Exactly reproduce the lines from the one holding "the dark wooden" through the final line of the listing below, with both ends included and nothing else.

(Image point annotation entries):
■ ■ ■

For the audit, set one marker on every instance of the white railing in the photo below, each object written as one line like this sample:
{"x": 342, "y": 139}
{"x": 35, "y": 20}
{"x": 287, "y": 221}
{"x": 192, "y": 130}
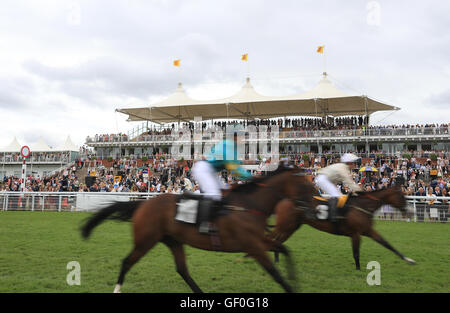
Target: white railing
{"x": 295, "y": 134}
{"x": 420, "y": 207}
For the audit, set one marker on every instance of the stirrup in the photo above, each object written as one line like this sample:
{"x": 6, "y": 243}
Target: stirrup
{"x": 204, "y": 228}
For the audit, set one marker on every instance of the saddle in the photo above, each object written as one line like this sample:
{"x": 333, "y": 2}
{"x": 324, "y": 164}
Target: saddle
{"x": 196, "y": 209}
{"x": 322, "y": 209}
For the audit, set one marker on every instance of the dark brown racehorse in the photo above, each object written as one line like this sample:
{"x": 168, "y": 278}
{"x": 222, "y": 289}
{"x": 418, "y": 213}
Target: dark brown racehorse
{"x": 358, "y": 221}
{"x": 241, "y": 230}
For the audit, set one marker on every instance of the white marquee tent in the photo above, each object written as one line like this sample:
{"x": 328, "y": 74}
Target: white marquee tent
{"x": 14, "y": 146}
{"x": 324, "y": 99}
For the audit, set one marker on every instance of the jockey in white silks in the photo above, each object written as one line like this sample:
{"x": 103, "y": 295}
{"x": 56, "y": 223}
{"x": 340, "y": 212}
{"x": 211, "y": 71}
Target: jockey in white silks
{"x": 206, "y": 172}
{"x": 334, "y": 174}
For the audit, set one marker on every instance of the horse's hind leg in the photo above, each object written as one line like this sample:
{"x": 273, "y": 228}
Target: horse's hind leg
{"x": 180, "y": 262}
{"x": 127, "y": 263}
{"x": 377, "y": 237}
{"x": 356, "y": 242}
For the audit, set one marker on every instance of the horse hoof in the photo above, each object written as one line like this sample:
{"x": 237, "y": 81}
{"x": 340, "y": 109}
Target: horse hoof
{"x": 410, "y": 261}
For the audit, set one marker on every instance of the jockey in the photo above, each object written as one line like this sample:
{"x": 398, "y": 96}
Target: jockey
{"x": 206, "y": 172}
{"x": 335, "y": 174}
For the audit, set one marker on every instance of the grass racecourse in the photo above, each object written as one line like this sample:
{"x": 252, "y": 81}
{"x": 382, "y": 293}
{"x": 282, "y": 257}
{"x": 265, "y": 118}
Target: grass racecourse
{"x": 36, "y": 247}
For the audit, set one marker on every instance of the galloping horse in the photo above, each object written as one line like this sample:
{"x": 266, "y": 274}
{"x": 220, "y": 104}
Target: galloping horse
{"x": 240, "y": 229}
{"x": 358, "y": 221}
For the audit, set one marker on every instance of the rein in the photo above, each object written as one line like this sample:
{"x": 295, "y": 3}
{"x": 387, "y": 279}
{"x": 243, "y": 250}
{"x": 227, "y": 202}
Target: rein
{"x": 372, "y": 197}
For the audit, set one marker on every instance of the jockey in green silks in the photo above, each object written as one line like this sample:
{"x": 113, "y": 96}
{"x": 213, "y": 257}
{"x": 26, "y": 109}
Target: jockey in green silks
{"x": 222, "y": 156}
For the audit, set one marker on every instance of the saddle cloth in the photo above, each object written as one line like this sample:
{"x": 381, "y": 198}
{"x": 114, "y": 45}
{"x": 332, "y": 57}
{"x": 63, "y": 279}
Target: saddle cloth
{"x": 187, "y": 210}
{"x": 341, "y": 201}
{"x": 341, "y": 209}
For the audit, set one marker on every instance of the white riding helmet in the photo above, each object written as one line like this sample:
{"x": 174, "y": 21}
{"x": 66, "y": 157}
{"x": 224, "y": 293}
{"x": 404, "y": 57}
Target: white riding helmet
{"x": 349, "y": 157}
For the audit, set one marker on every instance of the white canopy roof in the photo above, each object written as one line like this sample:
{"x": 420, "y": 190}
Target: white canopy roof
{"x": 40, "y": 146}
{"x": 14, "y": 146}
{"x": 68, "y": 145}
{"x": 324, "y": 99}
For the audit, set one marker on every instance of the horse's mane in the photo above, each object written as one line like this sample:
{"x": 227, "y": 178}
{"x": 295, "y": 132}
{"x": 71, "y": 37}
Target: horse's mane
{"x": 395, "y": 187}
{"x": 252, "y": 184}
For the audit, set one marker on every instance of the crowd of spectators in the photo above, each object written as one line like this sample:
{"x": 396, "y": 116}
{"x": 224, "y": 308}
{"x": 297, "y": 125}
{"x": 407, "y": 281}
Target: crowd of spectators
{"x": 285, "y": 124}
{"x": 170, "y": 175}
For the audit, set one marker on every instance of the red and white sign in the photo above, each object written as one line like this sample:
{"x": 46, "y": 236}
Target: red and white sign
{"x": 25, "y": 151}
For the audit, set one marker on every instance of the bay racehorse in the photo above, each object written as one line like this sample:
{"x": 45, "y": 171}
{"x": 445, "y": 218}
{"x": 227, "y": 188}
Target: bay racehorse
{"x": 239, "y": 229}
{"x": 290, "y": 215}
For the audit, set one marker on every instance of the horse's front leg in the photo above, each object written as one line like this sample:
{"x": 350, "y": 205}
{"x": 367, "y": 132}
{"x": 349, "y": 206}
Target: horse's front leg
{"x": 356, "y": 242}
{"x": 377, "y": 237}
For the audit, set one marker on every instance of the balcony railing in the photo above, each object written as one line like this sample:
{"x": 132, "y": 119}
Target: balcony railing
{"x": 17, "y": 158}
{"x": 295, "y": 134}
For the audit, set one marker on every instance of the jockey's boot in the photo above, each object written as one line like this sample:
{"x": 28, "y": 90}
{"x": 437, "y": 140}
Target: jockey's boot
{"x": 204, "y": 214}
{"x": 332, "y": 204}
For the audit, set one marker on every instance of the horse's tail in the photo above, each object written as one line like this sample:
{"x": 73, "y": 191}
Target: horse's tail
{"x": 122, "y": 211}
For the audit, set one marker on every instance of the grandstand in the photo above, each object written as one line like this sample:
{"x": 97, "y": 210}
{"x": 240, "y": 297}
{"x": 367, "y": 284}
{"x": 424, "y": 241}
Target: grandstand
{"x": 324, "y": 120}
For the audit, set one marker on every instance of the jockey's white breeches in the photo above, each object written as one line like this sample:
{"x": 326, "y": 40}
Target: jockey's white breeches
{"x": 207, "y": 179}
{"x": 327, "y": 187}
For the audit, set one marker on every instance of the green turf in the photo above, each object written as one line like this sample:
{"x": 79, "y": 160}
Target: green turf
{"x": 36, "y": 247}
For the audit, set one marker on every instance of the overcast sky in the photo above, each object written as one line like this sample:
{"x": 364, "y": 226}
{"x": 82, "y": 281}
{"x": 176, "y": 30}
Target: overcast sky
{"x": 65, "y": 66}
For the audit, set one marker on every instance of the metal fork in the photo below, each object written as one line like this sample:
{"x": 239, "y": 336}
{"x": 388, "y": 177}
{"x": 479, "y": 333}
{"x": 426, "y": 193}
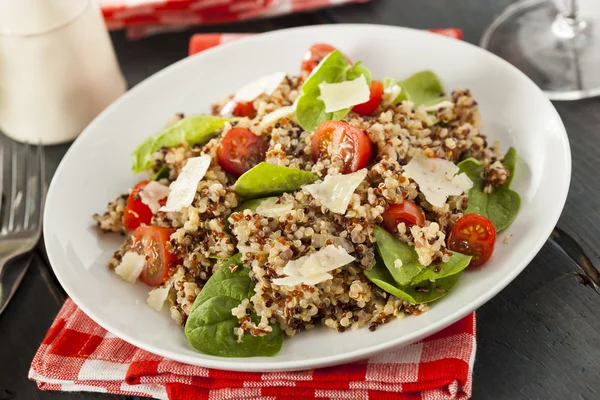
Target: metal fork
{"x": 22, "y": 194}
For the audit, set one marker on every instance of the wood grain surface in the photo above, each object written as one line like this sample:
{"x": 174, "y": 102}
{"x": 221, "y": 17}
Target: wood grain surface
{"x": 538, "y": 339}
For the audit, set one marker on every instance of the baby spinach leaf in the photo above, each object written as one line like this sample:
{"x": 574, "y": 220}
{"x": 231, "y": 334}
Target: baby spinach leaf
{"x": 310, "y": 111}
{"x": 163, "y": 172}
{"x": 424, "y": 292}
{"x": 421, "y": 88}
{"x": 502, "y": 205}
{"x": 271, "y": 180}
{"x": 391, "y": 249}
{"x": 412, "y": 272}
{"x": 210, "y": 326}
{"x": 192, "y": 130}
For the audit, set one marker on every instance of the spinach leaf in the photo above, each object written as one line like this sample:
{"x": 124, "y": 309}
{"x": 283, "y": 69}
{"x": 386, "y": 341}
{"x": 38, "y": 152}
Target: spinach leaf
{"x": 209, "y": 328}
{"x": 192, "y": 130}
{"x": 391, "y": 249}
{"x": 424, "y": 292}
{"x": 163, "y": 172}
{"x": 412, "y": 272}
{"x": 310, "y": 111}
{"x": 271, "y": 180}
{"x": 421, "y": 88}
{"x": 502, "y": 205}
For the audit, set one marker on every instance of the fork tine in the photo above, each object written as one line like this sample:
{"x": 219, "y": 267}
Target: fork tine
{"x": 42, "y": 183}
{"x": 29, "y": 180}
{"x": 1, "y": 182}
{"x": 13, "y": 187}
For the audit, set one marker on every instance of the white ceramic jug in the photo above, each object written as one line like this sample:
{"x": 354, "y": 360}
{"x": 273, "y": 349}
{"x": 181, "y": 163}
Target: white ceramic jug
{"x": 58, "y": 69}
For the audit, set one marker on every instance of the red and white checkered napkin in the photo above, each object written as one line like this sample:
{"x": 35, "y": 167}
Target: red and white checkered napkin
{"x": 79, "y": 355}
{"x": 143, "y": 17}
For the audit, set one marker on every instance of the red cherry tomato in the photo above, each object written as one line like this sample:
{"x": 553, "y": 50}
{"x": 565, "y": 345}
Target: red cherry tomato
{"x": 244, "y": 109}
{"x": 136, "y": 212}
{"x": 315, "y": 55}
{"x": 151, "y": 242}
{"x": 475, "y": 236}
{"x": 368, "y": 107}
{"x": 340, "y": 140}
{"x": 241, "y": 150}
{"x": 407, "y": 212}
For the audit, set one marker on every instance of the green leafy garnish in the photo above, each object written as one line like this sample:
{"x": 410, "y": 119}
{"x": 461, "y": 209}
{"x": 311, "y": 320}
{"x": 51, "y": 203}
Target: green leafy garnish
{"x": 502, "y": 205}
{"x": 424, "y": 292}
{"x": 210, "y": 326}
{"x": 310, "y": 111}
{"x": 422, "y": 88}
{"x": 163, "y": 172}
{"x": 411, "y": 272}
{"x": 191, "y": 130}
{"x": 266, "y": 180}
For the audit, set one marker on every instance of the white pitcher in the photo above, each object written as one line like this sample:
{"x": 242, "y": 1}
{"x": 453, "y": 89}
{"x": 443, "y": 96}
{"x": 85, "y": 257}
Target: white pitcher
{"x": 58, "y": 69}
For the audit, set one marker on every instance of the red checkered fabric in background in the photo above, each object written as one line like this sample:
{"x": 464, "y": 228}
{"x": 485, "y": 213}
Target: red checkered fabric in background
{"x": 145, "y": 17}
{"x": 79, "y": 355}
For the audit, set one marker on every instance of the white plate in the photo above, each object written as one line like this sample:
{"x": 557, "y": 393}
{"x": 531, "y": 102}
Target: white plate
{"x": 97, "y": 168}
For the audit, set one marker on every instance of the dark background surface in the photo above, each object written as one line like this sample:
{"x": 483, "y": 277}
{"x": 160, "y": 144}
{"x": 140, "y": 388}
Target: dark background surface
{"x": 538, "y": 339}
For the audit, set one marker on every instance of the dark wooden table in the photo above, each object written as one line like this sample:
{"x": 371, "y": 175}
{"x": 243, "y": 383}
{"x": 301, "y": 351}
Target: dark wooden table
{"x": 538, "y": 339}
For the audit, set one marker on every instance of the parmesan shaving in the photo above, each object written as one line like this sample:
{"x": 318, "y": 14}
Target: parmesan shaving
{"x": 157, "y": 297}
{"x": 131, "y": 266}
{"x": 152, "y": 193}
{"x": 183, "y": 189}
{"x": 314, "y": 268}
{"x": 342, "y": 95}
{"x": 270, "y": 208}
{"x": 437, "y": 179}
{"x": 336, "y": 191}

■ ■ ■

(Expected output):
For the audit, set one marker on every instance of the dark wooden table in the photo above, each object written as one line like this sample:
{"x": 371, "y": 175}
{"x": 243, "y": 383}
{"x": 301, "y": 351}
Target: dark wooden table
{"x": 538, "y": 339}
For the audit, set one marker on every instance of the parmesan shaving in the photo above, each object written as one line like this sample:
{"x": 318, "y": 14}
Target: parmesan shaving
{"x": 157, "y": 297}
{"x": 131, "y": 266}
{"x": 152, "y": 193}
{"x": 183, "y": 189}
{"x": 314, "y": 268}
{"x": 342, "y": 95}
{"x": 270, "y": 208}
{"x": 437, "y": 179}
{"x": 336, "y": 191}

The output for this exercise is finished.